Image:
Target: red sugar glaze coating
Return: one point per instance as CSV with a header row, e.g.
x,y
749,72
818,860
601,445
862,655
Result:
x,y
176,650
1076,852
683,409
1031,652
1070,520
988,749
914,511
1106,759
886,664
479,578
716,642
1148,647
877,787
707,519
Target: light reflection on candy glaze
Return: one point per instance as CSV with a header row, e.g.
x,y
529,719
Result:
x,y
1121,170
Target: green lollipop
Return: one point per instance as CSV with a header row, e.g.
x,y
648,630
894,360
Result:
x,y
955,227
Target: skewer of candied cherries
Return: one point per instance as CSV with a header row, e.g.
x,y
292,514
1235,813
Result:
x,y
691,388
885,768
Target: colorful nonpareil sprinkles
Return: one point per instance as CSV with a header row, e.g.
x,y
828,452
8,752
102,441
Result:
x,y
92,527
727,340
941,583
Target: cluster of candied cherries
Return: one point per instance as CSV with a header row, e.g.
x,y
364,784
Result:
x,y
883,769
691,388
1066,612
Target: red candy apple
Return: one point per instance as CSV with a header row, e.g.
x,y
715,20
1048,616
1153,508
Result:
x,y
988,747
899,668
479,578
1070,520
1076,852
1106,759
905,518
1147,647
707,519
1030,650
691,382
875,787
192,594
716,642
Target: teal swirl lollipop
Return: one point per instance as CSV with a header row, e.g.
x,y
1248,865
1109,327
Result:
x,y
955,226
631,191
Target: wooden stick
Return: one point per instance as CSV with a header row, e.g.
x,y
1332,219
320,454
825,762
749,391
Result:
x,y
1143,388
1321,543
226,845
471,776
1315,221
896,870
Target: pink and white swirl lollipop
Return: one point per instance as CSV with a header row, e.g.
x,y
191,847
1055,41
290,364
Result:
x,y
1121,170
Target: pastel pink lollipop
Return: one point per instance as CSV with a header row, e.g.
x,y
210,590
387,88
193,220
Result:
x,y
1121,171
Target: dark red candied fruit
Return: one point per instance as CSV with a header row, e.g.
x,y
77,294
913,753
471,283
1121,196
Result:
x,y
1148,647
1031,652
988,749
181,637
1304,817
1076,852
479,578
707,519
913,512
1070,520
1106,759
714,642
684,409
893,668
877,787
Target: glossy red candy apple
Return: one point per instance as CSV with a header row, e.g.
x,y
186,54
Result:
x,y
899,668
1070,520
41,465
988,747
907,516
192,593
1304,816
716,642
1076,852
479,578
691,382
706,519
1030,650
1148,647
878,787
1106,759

= The exercise =
Reproduce only the part of the entries that opens with the line containing "Target: dark red candied fruit" and closes at the end of the entries, requests included. In the answers, multiply every x and y coordinate by 2.1 and round to whole numbers, with halves rounded up, but leave the sample coordinates in the requests unchanged.

= Worked answer =
Target: dark red candied fruit
Return: one point per instance as CSV with a header row, e.g.
x,y
77,294
913,753
471,283
1121,196
Result:
x,y
2411,1359
2165,1369
2075,1573
380,1338
2738,1716
2260,1789
1006,1214
1485,1090
1917,1075
2247,1092
2323,1594
1499,1348
1436,859
1875,1403
1842,1653
Target: glossy red candy apple
Return: one point per instance as CSV with a header row, e.g.
x,y
186,54
Result:
x,y
1888,1403
2247,1092
86,977
2075,1569
1905,1084
403,1245
2738,1714
1504,1348
2260,1789
1006,1214
1451,802
1483,1090
2163,1365
2411,1359
1844,1653
2323,1594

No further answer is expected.